How To Retire During A Bear Market

Imagine retiring in this market. A 60-year-old who owns a balanced fund—60% allocated to stocks, 40% to bonds—has seen the value of their investment drop by 18% so far this year.

Soaring prices only makes matters worse. Not only does our 60-year-old have less wealth, but also their savings don’t buy what they used to. In fact, financial advisors say their clients have been more preoccupied with gas and food prices than the terrible stock market.

“Inflation is the biggest issue I’ve been hearing about lately,” said Ashlee Walton, senior financial planner at James Investment Research Inc. “Clients don’t have a lot of experience dealing with inflation this high, and they’re worried about it being a longer-term scenario.”

Make no mistake, inflation is the main culprit for the dismal stock market performance in 2022 so far. The Federal Reserve is hiking interest rates to quash price growth, taking cheap money away from stocks and tech companies, and it’s also causing pain and suffering in the bond market.

* **WRITTEN REQUEST 1**:
Answer these from the piece on retiring during a bear market:
(a) By what percentage has the 60-year-old's balanced fund fallen so far this year?
(b) According to financial advisors, what have their clients been more preoccupied with than the stock market?
(c) What is Ashlee Walton's job title, and where does she work?
* **WRITTEN REQUEST 2**: Reproduce the piece on retiring during a bear market word for word, everything from "Make no mistake, inflation" down to "the bond market.".

* **GIVEN MATERIAL**:
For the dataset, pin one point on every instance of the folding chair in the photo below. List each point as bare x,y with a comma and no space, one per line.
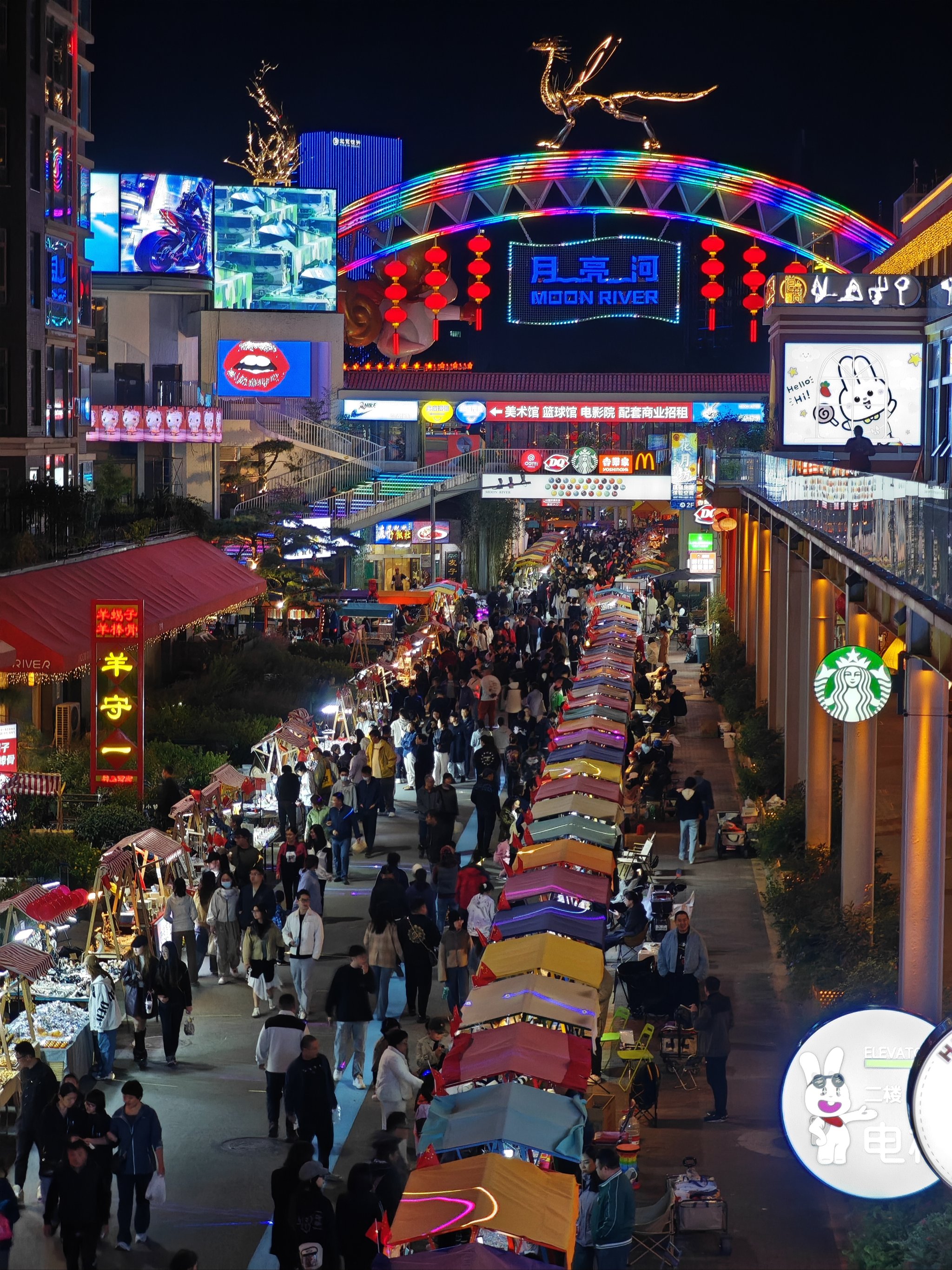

* **CORRECT RESPONSE 1**:
(a) 18%
(b) Gas and food prices
(c) Senior financial planner at James Investment Research Inc.

* **CORRECT RESPONSE 2**:
Make no mistake, inflation is the main culprit for the dismal stock market performance in 2022 so far. The Federal Reserve is hiking interest rates to quash price growth, taking cheap money away from stocks and tech companies, and it’s also causing pain and suffering in the bond market.